*What you have to do:* Report every line in the entries below that contains the string "floor", copying each such line in full.

*Extracted data:*
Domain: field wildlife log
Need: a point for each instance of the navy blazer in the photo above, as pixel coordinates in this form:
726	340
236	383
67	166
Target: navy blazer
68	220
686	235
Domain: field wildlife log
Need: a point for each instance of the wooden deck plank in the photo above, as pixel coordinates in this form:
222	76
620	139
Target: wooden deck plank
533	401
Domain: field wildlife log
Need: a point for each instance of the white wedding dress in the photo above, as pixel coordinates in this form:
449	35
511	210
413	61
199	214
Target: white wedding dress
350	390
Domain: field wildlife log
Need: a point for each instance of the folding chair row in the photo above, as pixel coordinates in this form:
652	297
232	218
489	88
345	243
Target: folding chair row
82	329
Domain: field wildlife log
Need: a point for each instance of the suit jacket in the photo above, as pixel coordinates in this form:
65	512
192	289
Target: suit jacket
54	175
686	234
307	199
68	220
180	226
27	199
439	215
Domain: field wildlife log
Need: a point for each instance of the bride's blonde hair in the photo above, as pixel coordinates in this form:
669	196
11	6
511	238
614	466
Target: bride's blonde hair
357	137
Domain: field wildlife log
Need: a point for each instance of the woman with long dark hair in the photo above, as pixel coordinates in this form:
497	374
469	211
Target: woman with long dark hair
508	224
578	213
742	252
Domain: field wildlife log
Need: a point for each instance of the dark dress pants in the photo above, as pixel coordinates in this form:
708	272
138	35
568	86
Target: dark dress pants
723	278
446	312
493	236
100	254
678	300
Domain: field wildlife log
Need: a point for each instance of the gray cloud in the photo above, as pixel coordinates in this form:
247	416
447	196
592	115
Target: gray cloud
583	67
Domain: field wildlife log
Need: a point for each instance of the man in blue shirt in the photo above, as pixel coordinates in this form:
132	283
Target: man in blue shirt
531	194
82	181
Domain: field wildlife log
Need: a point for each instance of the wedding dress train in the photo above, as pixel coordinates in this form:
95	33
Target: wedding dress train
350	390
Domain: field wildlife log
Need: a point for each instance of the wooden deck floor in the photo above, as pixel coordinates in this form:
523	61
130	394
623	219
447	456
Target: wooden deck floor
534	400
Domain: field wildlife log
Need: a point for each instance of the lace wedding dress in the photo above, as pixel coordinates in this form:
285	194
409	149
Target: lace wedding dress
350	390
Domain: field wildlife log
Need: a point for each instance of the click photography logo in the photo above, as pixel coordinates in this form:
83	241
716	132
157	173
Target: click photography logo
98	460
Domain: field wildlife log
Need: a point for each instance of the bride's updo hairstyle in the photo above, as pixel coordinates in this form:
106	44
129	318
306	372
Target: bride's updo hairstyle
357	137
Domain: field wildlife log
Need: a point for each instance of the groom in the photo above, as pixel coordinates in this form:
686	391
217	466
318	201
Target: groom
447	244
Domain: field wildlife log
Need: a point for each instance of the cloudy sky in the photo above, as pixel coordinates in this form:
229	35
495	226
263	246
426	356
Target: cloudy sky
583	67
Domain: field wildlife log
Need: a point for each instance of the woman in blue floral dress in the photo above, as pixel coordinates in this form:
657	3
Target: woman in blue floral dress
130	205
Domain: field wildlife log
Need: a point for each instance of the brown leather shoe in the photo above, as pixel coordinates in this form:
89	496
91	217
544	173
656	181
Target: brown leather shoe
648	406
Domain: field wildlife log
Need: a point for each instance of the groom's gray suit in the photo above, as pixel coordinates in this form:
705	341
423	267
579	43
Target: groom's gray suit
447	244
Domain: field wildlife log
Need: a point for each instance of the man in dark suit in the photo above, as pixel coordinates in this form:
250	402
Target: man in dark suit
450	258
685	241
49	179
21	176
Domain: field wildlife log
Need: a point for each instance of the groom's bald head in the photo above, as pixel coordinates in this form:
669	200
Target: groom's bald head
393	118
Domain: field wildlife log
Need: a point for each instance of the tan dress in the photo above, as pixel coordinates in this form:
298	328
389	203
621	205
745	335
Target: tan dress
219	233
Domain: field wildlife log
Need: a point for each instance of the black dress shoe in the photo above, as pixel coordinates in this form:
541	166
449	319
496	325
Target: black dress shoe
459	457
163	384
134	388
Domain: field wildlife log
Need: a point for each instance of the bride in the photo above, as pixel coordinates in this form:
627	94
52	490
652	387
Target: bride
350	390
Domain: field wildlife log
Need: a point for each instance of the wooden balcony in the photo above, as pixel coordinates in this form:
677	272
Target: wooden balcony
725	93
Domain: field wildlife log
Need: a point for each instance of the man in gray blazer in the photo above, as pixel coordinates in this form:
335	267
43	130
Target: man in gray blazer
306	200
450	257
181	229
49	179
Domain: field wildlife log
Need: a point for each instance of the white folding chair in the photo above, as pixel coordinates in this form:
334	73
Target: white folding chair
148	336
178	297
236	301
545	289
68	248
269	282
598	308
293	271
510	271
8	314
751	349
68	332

*Task result:*
Need: a point for each instance of the wooden deck floor in the photo above, as pixel coordinates in this form:
Target: wooden deck floor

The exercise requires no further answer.